# EXERCISE REQUIREMENTS:
Rewrite the material from its first line through the line containing "18 120 L 19", swapping "utility pole" for "telephone pole" and changing nothing else. Give only those lines.

# ENTRIES SUPPLIED:
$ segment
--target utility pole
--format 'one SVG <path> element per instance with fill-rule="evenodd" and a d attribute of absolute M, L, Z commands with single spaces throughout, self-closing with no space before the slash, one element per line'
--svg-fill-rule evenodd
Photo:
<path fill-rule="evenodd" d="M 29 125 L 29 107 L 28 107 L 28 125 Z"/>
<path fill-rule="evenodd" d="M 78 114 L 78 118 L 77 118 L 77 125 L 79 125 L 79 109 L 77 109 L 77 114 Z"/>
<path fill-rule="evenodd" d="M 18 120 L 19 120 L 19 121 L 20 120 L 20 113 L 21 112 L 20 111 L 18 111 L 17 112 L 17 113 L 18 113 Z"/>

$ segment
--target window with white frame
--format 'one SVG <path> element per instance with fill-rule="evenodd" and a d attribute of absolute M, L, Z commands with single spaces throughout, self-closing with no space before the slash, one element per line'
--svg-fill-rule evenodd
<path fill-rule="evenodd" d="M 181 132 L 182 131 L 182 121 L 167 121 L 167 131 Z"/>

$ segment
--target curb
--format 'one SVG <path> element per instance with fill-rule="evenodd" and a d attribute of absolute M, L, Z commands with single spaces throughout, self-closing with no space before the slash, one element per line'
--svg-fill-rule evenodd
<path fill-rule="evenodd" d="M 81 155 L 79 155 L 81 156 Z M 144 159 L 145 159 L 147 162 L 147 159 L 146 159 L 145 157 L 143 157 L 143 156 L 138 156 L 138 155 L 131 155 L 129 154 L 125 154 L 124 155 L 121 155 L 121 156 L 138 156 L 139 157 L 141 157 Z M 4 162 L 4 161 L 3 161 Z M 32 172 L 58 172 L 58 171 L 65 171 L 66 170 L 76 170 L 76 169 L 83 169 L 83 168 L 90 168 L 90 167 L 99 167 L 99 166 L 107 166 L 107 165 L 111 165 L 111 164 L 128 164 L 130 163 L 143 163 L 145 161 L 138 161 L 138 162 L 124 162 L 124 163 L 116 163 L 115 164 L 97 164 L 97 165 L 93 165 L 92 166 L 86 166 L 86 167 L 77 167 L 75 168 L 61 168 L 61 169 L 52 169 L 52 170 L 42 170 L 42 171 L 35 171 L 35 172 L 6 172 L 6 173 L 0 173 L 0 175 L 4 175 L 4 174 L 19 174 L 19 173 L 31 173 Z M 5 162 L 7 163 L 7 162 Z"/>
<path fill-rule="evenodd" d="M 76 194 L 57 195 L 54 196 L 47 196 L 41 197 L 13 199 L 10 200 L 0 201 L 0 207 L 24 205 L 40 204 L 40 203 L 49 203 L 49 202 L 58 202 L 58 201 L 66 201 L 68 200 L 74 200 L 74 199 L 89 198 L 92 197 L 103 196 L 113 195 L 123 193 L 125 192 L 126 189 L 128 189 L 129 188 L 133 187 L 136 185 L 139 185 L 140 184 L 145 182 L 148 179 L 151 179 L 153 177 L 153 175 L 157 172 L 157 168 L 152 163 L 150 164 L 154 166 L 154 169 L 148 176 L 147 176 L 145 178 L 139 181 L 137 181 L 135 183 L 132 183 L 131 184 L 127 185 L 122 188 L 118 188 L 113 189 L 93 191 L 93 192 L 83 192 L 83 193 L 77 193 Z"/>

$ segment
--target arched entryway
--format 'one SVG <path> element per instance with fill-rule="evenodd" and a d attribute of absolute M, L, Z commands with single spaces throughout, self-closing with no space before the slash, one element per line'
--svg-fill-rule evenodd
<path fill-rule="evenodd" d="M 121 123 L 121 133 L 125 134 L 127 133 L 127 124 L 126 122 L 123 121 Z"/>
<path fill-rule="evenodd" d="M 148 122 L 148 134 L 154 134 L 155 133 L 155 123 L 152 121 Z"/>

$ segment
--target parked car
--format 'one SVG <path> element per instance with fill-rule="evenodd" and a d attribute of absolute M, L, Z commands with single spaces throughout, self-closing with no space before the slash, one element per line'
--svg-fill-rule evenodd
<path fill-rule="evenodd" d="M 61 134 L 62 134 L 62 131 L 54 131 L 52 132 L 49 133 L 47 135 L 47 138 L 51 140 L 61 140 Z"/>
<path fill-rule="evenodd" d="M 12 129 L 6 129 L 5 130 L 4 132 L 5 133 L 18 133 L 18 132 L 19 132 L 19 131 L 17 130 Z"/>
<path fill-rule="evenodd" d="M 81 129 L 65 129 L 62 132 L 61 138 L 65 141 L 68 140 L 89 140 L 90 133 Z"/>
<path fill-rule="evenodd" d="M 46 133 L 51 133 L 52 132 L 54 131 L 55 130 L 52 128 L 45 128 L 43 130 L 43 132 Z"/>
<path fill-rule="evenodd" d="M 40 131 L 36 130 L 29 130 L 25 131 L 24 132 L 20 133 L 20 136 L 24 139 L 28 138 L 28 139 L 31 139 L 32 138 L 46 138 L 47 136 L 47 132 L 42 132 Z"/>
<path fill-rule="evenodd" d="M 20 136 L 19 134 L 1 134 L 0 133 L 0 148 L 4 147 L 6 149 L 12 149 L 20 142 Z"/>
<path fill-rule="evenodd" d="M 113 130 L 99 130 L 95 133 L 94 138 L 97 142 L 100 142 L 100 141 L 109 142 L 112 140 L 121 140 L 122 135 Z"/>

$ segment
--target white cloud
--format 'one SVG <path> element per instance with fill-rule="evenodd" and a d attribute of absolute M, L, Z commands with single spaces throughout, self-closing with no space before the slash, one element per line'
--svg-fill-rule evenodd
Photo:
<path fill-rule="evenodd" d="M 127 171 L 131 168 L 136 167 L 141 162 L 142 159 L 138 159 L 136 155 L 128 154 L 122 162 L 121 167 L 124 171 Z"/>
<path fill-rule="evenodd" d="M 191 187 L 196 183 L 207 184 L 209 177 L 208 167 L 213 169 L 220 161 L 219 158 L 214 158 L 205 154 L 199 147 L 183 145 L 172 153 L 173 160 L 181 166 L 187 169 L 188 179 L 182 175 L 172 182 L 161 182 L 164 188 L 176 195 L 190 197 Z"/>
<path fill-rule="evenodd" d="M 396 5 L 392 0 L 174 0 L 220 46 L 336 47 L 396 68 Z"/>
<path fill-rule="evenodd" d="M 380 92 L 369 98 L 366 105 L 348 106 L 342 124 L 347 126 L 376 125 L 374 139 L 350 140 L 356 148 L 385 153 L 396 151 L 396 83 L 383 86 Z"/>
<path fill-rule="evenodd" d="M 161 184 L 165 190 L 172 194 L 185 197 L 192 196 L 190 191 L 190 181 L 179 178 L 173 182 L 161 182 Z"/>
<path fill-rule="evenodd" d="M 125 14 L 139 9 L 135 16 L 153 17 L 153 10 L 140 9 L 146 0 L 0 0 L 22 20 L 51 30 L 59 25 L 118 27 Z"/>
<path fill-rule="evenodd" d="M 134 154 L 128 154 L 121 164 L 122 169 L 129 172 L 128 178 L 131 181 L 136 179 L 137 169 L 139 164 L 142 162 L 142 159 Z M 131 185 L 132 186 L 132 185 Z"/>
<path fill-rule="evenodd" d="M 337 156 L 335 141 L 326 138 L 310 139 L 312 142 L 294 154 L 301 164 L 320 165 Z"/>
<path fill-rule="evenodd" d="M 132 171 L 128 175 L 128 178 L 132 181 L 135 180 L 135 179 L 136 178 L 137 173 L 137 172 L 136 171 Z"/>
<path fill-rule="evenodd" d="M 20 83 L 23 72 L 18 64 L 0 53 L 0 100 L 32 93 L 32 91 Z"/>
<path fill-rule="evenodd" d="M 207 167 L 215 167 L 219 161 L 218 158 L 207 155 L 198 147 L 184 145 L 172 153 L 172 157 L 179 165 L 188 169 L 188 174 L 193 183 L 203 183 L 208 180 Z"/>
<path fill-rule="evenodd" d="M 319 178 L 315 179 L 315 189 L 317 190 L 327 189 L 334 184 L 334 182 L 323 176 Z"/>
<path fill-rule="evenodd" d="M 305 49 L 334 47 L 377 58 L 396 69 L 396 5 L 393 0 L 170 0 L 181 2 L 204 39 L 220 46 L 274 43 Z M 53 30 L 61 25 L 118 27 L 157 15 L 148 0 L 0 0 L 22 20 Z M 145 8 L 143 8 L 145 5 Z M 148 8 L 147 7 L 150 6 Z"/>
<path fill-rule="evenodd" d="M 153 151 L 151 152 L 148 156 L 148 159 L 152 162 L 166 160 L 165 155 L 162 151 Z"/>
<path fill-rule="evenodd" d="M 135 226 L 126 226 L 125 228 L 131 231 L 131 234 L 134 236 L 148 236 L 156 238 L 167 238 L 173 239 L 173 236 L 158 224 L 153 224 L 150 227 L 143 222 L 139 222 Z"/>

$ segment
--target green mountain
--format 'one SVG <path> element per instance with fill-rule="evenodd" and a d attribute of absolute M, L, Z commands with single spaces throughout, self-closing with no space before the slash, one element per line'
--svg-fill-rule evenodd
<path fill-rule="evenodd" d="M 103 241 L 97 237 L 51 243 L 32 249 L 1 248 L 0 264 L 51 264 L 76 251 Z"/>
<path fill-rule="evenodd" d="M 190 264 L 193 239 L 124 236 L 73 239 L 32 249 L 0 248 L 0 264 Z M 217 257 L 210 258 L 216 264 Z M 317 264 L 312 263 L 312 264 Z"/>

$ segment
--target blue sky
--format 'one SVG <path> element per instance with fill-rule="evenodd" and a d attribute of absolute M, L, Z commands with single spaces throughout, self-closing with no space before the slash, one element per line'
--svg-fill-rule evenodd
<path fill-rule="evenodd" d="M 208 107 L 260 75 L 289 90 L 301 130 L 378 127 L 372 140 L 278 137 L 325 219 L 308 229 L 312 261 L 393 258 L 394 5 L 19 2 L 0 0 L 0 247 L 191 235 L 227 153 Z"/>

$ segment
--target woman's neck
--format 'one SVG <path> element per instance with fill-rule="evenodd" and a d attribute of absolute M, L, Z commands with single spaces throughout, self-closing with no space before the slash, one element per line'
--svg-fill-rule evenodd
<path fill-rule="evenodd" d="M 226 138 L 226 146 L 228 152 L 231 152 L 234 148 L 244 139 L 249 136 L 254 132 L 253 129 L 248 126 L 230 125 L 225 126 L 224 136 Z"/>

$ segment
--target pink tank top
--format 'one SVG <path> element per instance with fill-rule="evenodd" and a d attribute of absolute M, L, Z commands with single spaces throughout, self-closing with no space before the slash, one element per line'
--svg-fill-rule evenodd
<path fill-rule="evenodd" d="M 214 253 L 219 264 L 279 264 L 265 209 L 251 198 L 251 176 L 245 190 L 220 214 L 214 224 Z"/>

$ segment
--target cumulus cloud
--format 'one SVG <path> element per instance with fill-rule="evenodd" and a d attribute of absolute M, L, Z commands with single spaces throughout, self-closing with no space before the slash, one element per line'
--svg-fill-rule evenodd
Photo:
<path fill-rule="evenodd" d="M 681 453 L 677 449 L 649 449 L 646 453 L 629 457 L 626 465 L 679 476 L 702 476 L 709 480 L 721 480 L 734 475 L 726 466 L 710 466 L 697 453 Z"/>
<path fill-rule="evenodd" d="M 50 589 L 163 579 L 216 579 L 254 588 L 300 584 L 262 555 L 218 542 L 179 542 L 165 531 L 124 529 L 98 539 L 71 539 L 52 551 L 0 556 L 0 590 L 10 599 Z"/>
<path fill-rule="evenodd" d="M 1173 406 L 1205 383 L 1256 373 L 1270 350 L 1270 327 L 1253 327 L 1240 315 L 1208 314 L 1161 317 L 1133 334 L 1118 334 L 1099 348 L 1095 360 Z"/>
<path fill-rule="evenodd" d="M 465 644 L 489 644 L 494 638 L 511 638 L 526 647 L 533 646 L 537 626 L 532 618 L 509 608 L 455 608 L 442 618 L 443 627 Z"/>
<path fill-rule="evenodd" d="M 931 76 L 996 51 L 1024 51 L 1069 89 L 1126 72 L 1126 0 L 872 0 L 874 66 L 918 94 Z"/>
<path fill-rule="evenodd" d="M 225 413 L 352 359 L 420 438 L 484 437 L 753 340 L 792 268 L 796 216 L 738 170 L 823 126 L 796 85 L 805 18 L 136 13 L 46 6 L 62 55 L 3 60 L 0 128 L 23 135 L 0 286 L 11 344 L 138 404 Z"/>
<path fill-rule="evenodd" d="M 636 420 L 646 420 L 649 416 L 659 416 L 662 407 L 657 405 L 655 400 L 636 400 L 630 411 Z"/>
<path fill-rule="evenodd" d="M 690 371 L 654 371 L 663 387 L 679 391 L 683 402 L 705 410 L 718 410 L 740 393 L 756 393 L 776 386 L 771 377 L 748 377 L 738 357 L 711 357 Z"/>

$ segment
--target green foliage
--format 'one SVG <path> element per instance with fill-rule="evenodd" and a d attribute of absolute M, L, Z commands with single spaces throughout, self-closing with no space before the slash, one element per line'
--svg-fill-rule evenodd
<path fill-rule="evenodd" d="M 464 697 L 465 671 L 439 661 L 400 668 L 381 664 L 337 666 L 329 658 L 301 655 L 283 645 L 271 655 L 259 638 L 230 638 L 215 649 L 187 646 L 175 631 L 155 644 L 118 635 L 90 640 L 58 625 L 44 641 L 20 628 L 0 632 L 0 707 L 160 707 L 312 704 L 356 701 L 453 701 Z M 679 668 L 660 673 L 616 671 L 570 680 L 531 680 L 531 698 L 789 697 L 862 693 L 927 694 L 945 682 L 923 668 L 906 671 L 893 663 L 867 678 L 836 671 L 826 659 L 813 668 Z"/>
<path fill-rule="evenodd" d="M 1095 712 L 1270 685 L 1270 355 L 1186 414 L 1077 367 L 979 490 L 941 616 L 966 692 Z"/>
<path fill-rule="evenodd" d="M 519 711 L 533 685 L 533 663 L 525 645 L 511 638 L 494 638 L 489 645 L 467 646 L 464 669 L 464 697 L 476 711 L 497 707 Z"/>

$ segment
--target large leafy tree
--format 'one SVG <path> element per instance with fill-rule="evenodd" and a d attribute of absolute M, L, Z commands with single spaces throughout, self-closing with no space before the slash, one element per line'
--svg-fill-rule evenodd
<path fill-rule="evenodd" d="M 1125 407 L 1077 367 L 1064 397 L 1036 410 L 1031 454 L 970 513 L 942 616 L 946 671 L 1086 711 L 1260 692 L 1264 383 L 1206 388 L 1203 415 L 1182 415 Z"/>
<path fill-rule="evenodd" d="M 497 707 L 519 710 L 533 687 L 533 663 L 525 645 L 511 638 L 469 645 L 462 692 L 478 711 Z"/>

# ANSWER TO THE EXERCISE:
$ segment
--target telephone pole
--format 'one SVG <path> element per instance with fill-rule="evenodd" and a d attribute of absolute M, L, Z commands with single spaces throughout, self-closing with no space before the slash, one element per line'
--svg-fill-rule evenodd
Photo:
<path fill-rule="evenodd" d="M 29 125 L 29 107 L 28 107 L 28 125 Z"/>
<path fill-rule="evenodd" d="M 78 114 L 78 118 L 77 118 L 77 125 L 79 125 L 79 109 L 77 109 L 77 114 Z"/>
<path fill-rule="evenodd" d="M 18 120 L 19 120 L 19 121 L 20 120 L 20 113 L 21 112 L 20 111 L 18 111 L 17 112 L 17 113 L 18 113 Z"/>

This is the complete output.